Point labeling dataset excerpts
____
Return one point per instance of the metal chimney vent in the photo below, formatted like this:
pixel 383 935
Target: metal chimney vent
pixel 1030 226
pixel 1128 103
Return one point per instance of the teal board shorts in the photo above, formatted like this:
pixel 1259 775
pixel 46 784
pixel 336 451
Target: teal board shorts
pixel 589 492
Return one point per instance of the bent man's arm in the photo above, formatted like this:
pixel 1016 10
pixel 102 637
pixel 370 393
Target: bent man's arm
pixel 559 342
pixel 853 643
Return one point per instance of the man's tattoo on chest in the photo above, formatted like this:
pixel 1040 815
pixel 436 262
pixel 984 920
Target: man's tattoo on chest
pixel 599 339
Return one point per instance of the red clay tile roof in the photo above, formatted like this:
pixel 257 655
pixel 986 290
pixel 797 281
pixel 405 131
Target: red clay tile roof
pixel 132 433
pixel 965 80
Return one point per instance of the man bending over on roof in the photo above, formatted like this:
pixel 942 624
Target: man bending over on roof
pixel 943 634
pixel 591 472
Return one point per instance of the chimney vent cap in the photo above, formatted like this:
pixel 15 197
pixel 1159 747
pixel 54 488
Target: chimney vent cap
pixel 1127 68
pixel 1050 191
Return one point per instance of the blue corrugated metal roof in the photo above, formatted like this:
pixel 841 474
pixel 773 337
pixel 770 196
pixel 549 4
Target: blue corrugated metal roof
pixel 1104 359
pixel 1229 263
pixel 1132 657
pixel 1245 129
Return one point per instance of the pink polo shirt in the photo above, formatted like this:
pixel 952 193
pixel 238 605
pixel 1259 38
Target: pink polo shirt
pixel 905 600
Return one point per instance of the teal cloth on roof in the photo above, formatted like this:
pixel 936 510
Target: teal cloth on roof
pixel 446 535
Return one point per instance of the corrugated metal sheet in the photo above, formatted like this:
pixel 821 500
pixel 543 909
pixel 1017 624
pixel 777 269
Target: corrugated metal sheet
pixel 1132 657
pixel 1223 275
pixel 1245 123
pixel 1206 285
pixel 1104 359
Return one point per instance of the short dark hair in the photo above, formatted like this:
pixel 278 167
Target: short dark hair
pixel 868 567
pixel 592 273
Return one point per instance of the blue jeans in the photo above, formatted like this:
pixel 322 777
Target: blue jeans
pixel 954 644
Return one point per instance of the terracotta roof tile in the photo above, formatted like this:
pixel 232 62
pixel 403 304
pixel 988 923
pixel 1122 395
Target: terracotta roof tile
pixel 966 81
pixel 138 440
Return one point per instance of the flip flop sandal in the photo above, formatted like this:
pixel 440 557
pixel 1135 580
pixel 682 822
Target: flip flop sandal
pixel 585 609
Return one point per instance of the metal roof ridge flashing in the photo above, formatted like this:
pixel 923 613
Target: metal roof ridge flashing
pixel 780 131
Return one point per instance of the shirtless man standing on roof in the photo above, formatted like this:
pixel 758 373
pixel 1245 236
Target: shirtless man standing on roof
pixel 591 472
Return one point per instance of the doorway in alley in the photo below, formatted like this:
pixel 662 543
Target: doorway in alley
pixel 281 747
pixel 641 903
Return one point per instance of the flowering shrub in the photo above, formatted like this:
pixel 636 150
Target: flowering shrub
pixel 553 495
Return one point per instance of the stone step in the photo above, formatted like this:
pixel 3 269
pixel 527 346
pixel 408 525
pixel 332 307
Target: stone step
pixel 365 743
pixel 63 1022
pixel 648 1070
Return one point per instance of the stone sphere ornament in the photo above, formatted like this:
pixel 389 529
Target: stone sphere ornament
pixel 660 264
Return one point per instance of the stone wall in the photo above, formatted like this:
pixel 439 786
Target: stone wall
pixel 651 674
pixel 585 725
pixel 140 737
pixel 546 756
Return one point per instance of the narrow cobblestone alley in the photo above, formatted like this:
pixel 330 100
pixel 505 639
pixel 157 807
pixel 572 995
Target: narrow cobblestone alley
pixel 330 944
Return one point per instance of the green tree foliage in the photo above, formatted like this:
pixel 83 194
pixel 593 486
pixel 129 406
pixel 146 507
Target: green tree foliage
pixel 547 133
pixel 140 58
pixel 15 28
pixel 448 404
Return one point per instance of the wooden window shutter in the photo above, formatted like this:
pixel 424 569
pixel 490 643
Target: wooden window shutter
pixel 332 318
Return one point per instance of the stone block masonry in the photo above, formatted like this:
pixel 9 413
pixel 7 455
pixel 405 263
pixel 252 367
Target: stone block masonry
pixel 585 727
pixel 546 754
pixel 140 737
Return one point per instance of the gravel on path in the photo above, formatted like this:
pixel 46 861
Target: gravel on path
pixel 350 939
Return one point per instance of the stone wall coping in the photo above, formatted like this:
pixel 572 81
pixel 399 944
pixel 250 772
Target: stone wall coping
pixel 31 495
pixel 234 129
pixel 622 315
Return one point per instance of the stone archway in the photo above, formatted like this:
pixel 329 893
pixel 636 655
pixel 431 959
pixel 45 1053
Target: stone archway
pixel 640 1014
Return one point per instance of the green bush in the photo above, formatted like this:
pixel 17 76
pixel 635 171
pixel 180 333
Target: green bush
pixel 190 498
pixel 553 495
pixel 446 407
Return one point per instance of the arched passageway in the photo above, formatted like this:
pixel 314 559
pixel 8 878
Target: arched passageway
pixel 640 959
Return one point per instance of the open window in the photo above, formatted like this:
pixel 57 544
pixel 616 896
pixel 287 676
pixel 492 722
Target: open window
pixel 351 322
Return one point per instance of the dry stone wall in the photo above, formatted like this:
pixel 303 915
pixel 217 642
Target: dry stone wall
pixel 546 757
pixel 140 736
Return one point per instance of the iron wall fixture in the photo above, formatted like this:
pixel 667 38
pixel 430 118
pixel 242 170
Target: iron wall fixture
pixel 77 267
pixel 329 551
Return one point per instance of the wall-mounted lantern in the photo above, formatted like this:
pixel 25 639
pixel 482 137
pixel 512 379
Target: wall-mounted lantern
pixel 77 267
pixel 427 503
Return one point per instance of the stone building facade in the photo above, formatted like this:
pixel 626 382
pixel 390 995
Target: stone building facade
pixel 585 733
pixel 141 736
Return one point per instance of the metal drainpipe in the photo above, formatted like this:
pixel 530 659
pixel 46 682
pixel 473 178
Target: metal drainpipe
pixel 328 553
____
What you need to do » Rewrite all of the entries, swapping every "formatted like this" for "in this format" and leaving everything else unchanged.

Result of the task »
Return one point per instance of the metal chimney vent in the photo below, in this format:
pixel 383 935
Target: metal chimney vent
pixel 1030 226
pixel 1128 103
Return one point per instance of the teal board shorts in the photo above, in this format:
pixel 1259 775
pixel 46 784
pixel 336 451
Target: teal board shorts
pixel 589 492
Return one point per instance of the bent man's arm in the photo above, in this format:
pixel 1016 10
pixel 102 637
pixel 370 393
Target: bent man's arm
pixel 559 342
pixel 853 643
Return one point per instance of the man's tattoo on chest in the photo above, in this format:
pixel 1040 815
pixel 436 262
pixel 984 920
Target: man's tattoo on chest
pixel 599 339
Return one point per instance of the red clay tile roof in the photo above, in this format:
pixel 257 655
pixel 986 290
pixel 797 281
pixel 405 131
Target: red clay tile roof
pixel 132 433
pixel 965 80
Return one point per instance of the man bending over on roof in the photo above, in this format:
pixel 942 624
Target: man bending over on roof
pixel 943 634
pixel 591 472
Return one point per instance of the chimney vent cap in the photo above, in this format:
pixel 15 197
pixel 1159 747
pixel 54 488
Target: chimney vent cap
pixel 1127 68
pixel 1050 191
Return one point per instance of the blue corrugated metal roof in the photo above, in this format:
pixel 841 474
pixel 773 337
pixel 770 196
pixel 549 4
Target: blue corrugated metal roof
pixel 1104 359
pixel 1229 263
pixel 1132 657
pixel 1245 129
Return one point per instance of the pink polo shirt in the photo above, in this format:
pixel 952 193
pixel 238 605
pixel 1259 38
Target: pink polo shirt
pixel 905 600
Return one point per instance of the teal cloth on roof in the photo above, in this format:
pixel 936 510
Target: teal cloth on roof
pixel 446 535
Return one point per instance of the corrugated metal sheet in the photo above, in this format:
pixel 821 500
pixel 543 909
pixel 1017 624
pixel 777 269
Target: corrugated metal sheet
pixel 1132 657
pixel 1223 275
pixel 1245 123
pixel 1206 285
pixel 1104 359
Return one point per instance of the short dark hair in the photo above, in this format:
pixel 278 167
Target: short dark hair
pixel 868 567
pixel 592 273
Return one point per instance of the blue jeans in the photo above, in this format:
pixel 322 777
Target: blue jeans
pixel 954 644
Return one point per instance of the terracotta roof tile in the photo above, in this format:
pixel 232 62
pixel 403 304
pixel 988 923
pixel 1122 395
Target: terracotta roof tile
pixel 966 81
pixel 138 440
Return one point per instance of the flip flop sandal in the photo above, in this format:
pixel 440 557
pixel 1135 580
pixel 682 822
Target: flip flop sandal
pixel 585 609
Return one point per instance of the metal roof ridge flashing in the photo above, in this format:
pixel 923 613
Target: metal roof ridge flashing
pixel 780 131
Return one point per instance of the shirtless man standing on roof in the photo above, in this format:
pixel 758 373
pixel 1245 236
Target: shirtless man standing on roof
pixel 591 472
Return one point per instance of the doorway in alley in the photo below, in this format:
pixel 662 543
Target: doorway in alley
pixel 281 747
pixel 641 903
Return one point per instance of the flowering shrub in the photo above, in this format:
pixel 636 150
Target: flowering shrub
pixel 553 495
Return one point per instance of the stone step in the photo above, in this format:
pixel 3 269
pixel 527 346
pixel 408 525
pixel 332 307
Target: stone step
pixel 365 743
pixel 63 1022
pixel 648 1070
Return one point per instance of the stone sphere ornament in the photo above, in this format:
pixel 389 529
Target: stone sphere ornament
pixel 660 264
Return one point per instance of the stone wall in the photo above, in this format:
pixel 439 786
Target: stone wall
pixel 651 674
pixel 585 725
pixel 140 737
pixel 546 756
Return one point per instance of the narrow cobblestone alley in the photo above, in this format:
pixel 330 100
pixel 505 639
pixel 157 807
pixel 572 995
Target: narrow cobblestone alley
pixel 330 944
Return one point per instance of the green tree foliage in the photo above, in this format:
pixel 83 194
pixel 593 486
pixel 129 406
pixel 146 507
Target: green tree foliage
pixel 547 133
pixel 140 58
pixel 15 28
pixel 448 404
Return one point per instance of the wooden window shutter in the photo above, in this format:
pixel 424 569
pixel 490 643
Target: wooden window shutter
pixel 332 318
Return one point per instance of the stone block masonry in the photo above, in this format:
pixel 9 413
pixel 7 455
pixel 405 263
pixel 252 367
Target: stone block masonry
pixel 585 727
pixel 546 754
pixel 140 737
Return one point per instance of the gravel on path in the photo above, in this format:
pixel 46 861
Target: gravel on path
pixel 350 939
Return one point per instance of the stone wall coping in the photo above, in this format:
pixel 572 81
pixel 399 944
pixel 250 772
Target: stone wall coping
pixel 31 495
pixel 234 129
pixel 622 315
Return one point per instance of the stone archway in the photo above, in this format:
pixel 329 893
pixel 636 655
pixel 431 959
pixel 45 1053
Target: stone archway
pixel 640 1014
Return one point per instance of the green bush in the photo above, in this format:
pixel 17 76
pixel 635 171
pixel 180 333
Target: green bush
pixel 190 498
pixel 553 495
pixel 446 407
Return one point per instance of the arched passageway in the photo above, in this format:
pixel 314 559
pixel 8 878
Target: arched passageway
pixel 640 959
Return one point per instance of the open window in the photo above, in this format:
pixel 57 544
pixel 616 896
pixel 287 676
pixel 492 722
Target: open window
pixel 351 322
Return one point per instance of the dry stone wall in the photo above, in this format:
pixel 303 915
pixel 217 642
Target: dry stone wall
pixel 546 757
pixel 140 736
Return one point per instance of the iron wall fixture in the photo above, in this format:
pixel 667 38
pixel 430 118
pixel 242 170
Target: iron wall fixture
pixel 77 267
pixel 329 551
Return one point per instance of the wall-mounted lantern in the photo above, in this format:
pixel 25 639
pixel 482 137
pixel 512 379
Target: wall-mounted lantern
pixel 77 267
pixel 427 503
Return one point per instance of the stone building facade in the photo above, in this format:
pixel 626 382
pixel 390 995
Target: stone building facade
pixel 585 733
pixel 141 736
Return one point per instance of the metal drainpipe in the photo above, in this format:
pixel 530 659
pixel 46 682
pixel 473 178
Target: metal drainpipe
pixel 328 553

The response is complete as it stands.